Return the lines of the records from the one containing "Expected: a point placed on each instance of the flowering" through the one containing "(1046, 420)", inclusive, reproducing them character for character.
───── Available data ─────
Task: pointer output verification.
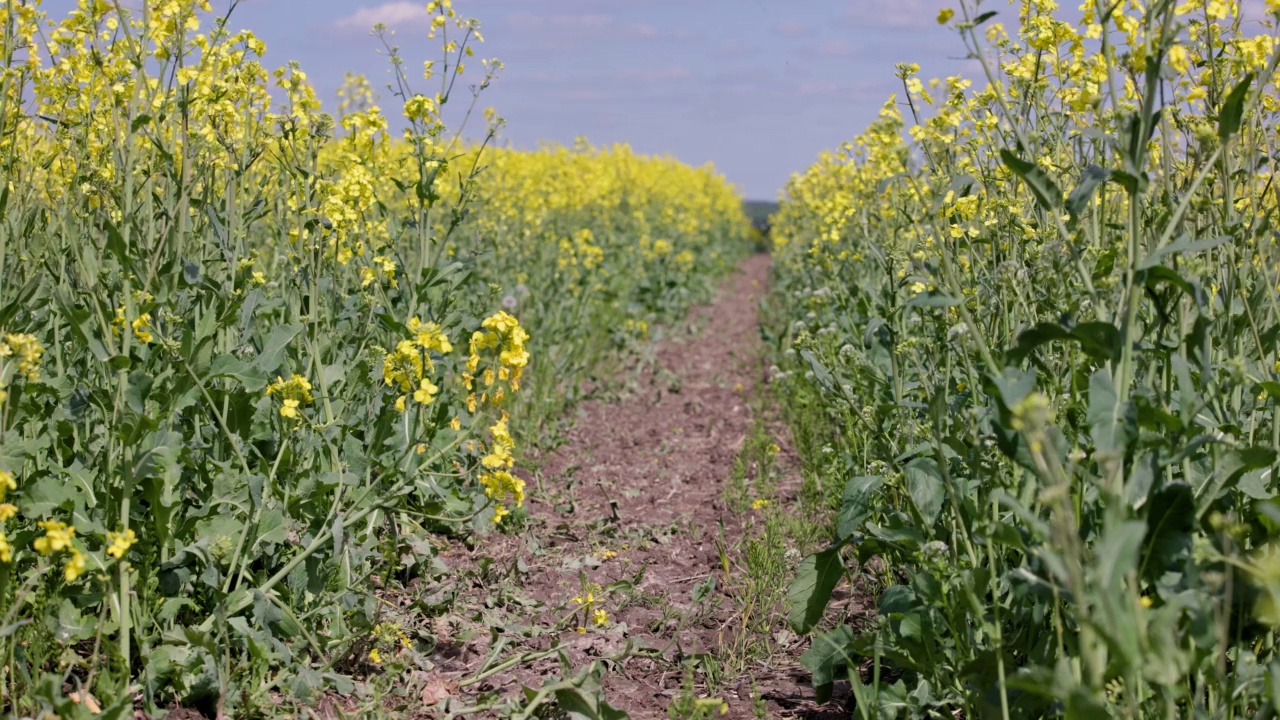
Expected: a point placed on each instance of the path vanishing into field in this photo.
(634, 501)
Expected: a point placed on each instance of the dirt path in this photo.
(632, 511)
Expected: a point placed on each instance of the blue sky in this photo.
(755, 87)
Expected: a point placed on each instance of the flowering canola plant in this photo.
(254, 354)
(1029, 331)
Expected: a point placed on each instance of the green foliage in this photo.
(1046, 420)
─────
───── Available data ─────
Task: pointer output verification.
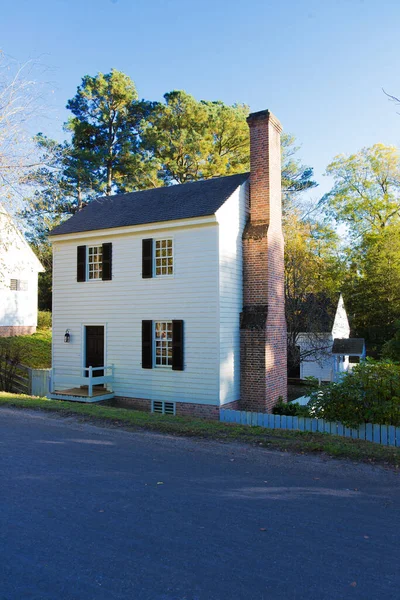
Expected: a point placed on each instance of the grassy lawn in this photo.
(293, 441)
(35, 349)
─────
Response below:
Expected: a point placed on each instance of the flowering canola plant in this photo.
(254, 354)
(1029, 331)
Expected: a point placed on each instance of the green foliage in this photo.
(1046, 420)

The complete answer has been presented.